= COSA FARE =
1) Ricopia dal brano su «Stagioni di Vita» il tratto compreso tra "Dopo qualche incontro" e "voce che conosci.", estremi inclusi.
2) Traduci in inglese questa frase del brano su «Stagioni di Vita»: «Aprire un libro appena acquistato è per me sempre un’esperienza bellissima.»

= BRANO SCELTO =

Qualche tempo fa ho avuto la fortuna di conoscere Maria Lucia de Pinto.
Marilù, una persona straordinaria.
Dopo qualche incontro virtuale sulle nostre rispettive bacheche, ci siamo sentiti per telefono. Lunghe conversazioni. Abbiamo parlato di letteratura, del suo libro come dei miei progetti.
Stagioni di Vita, il suo libro. Esco, lo compro.
Aprire un libro appena acquistato è per me sempre un’esperienza bellissima.
Aprire un libro scritto da chi conosci solo per la sua voce, è ancora più particolare.
Lo apri nel silenzio che ti avvolge e, come per incanto, le parole scritte si colorano del timbro della voce che conosci.
E’ un bel libro, un libro sulla vita.
Il dolore, la speranza, l’ironia, l’ottimismo, la denuncia, l’allegria, la vita, la morte, l’amore: la vita è raccontata in questo libro ricco di sentimenti lucidi di chi non sembra essere più lucido.
Il mondo dei medici raccontato da un medico nei panni di un paziente.
Il capovolgimento dei ruoli fa scoprire alla protagonista, come al lettore, il significativo valore della missione del medico e il desiderio, spesso inespresso, del paziente di trovare umanità in quelle persone col camice bianco.
Oltre alla storia, è  un bellissimo racconto delle sensazioni fisiche, di ciò che abbiamo tutti e che dimentichiamo di avere: il tatto, l’olfatto, il gusto, la vista, l’udito, strumenti potentissimi che mettono in relazione il nostro cervello e la nostra anima con il mondo esterno.
All’inizio del libro c’era una cosa che non capivo, per la verità  mi infastidiva anche un po’: l’uso dei puntini sospensivi.
Trovavo difficoltà a continuare per quei puntini maledetti.
In quei brevi suoi appunti, in quei tasselli che compongono il mosaico della sua profonda esperienza di vita, Marilù tutto ciò che doveva esprimere sembrava averlo detto chiaramente; non capivo quell’uso quasi ossessivo dei puntini sospensivi, del lasciar intendere senza dire.
Solo più tardi ho capito (interpretato) il significato di quei puntini sospensivi: li ho vissuti, leggendoli come una virgola allungata. Erano usati quasi liberamente dall’autrice.  In un certo modo snaturati del loro vero valore semantico per diventare sempre di più pause forzate, imposte dall’autrice per fermare il tempo della lettura senza fargli perdere il filo del discorso.
Una pausa imposta per far riflettere su quello che era stato appena detto, e su quello che sarà di li a poco detto, piuttosto che sottindendere qualcosa di non detto.
Quella pausa, tra quelle parole sature di dolore, di rabbia, di ironia, l’ho vissuta nel silenzio, gustando l’attesa.
In quella pausa ho letto il suo libro: una sospensione temporale dove nel silenzio tutto si amplifica, dove i dettagli, a volte scontati, del quotidiano diventano i veri protagonisti della vita intera.

= MATERIALE DI STUDIO =

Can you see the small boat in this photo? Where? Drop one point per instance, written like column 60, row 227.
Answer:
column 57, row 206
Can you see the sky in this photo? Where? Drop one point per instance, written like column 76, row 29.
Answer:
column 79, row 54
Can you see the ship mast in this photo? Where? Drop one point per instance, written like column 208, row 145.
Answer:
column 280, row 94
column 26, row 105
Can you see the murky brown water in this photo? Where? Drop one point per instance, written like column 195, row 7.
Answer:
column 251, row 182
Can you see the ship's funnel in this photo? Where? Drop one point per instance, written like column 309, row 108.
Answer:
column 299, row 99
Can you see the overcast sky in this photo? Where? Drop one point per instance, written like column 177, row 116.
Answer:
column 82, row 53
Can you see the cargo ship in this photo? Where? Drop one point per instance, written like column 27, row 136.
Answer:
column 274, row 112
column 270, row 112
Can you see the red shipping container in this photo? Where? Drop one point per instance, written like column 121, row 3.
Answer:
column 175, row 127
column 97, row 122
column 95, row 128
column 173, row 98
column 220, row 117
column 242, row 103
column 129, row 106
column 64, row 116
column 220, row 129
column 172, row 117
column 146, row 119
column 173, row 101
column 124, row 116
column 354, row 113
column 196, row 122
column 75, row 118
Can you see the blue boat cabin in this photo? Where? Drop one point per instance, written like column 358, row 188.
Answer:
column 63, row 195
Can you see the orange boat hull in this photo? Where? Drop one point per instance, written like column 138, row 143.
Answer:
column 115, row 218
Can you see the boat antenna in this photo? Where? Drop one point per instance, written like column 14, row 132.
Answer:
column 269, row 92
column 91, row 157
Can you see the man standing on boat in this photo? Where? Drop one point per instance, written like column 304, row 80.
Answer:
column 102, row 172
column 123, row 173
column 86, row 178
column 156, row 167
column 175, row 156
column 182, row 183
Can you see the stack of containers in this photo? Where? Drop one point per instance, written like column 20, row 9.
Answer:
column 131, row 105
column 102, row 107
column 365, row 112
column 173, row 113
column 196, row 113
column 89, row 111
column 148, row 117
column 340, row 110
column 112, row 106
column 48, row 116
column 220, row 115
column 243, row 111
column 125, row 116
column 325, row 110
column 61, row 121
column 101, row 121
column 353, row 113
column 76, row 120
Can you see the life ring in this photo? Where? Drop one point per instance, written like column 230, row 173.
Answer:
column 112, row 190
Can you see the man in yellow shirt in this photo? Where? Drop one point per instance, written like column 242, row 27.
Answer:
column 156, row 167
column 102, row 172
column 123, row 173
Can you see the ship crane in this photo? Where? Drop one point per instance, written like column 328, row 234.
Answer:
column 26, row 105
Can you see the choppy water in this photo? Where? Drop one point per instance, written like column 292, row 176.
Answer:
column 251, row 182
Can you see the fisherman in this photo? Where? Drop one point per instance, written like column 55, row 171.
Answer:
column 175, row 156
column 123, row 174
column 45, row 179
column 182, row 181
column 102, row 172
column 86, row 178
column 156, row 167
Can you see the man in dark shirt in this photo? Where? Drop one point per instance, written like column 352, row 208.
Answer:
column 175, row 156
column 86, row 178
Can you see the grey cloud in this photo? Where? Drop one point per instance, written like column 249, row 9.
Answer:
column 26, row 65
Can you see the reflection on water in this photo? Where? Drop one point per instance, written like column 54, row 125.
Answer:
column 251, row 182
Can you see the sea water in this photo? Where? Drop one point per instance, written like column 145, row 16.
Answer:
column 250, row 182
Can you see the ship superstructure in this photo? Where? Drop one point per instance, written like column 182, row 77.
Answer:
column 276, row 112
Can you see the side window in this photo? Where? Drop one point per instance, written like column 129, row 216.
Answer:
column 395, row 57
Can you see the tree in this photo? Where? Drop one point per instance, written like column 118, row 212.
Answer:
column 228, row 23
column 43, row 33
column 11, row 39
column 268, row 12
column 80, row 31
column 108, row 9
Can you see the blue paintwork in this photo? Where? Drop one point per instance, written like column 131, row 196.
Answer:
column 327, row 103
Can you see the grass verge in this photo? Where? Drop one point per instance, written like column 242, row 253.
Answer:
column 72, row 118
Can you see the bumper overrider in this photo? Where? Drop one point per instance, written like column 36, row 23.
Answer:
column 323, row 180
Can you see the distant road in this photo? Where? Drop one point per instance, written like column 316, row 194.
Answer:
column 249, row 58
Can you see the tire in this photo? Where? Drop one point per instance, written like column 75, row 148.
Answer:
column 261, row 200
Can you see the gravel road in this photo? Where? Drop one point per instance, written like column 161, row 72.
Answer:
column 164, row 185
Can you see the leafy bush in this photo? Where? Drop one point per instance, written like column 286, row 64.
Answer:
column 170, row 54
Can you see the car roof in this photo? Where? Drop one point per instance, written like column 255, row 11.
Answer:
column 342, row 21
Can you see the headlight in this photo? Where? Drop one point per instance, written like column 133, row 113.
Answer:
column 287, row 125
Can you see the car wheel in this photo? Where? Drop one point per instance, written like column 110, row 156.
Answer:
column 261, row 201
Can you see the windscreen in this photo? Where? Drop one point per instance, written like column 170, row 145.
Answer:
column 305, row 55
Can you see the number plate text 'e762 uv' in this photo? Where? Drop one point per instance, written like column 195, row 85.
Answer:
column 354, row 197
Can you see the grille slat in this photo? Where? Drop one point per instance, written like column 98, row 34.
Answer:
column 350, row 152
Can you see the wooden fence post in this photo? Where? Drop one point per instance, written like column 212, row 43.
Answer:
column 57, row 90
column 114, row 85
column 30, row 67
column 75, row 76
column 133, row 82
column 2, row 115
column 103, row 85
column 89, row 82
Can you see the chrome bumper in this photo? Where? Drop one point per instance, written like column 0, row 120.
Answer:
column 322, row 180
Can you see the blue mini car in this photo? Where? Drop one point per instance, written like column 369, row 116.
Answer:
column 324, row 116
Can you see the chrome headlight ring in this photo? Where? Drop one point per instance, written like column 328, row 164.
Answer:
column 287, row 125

= SOLUZIONI =
1)
Dopo qualche incontro virtuale sulle nostre rispettive bacheche, ci siamo sentiti per telefono. Lunghe conversazioni. Abbiamo parlato di letteratura, del suo libro come dei miei progetti.
Stagioni di Vita, il suo libro. Esco, lo compro.
Aprire un libro appena acquistato è per me sempre un’esperienza bellissima.
Aprire un libro scritto da chi conosci solo per la sua voce, è ancora più particolare.
Lo apri nel silenzio che ti avvolge e, come per incanto, le parole scritte si colorano del timbro della voce che conosci.

2) For me, opening a newly bought book is always a wonderful experience.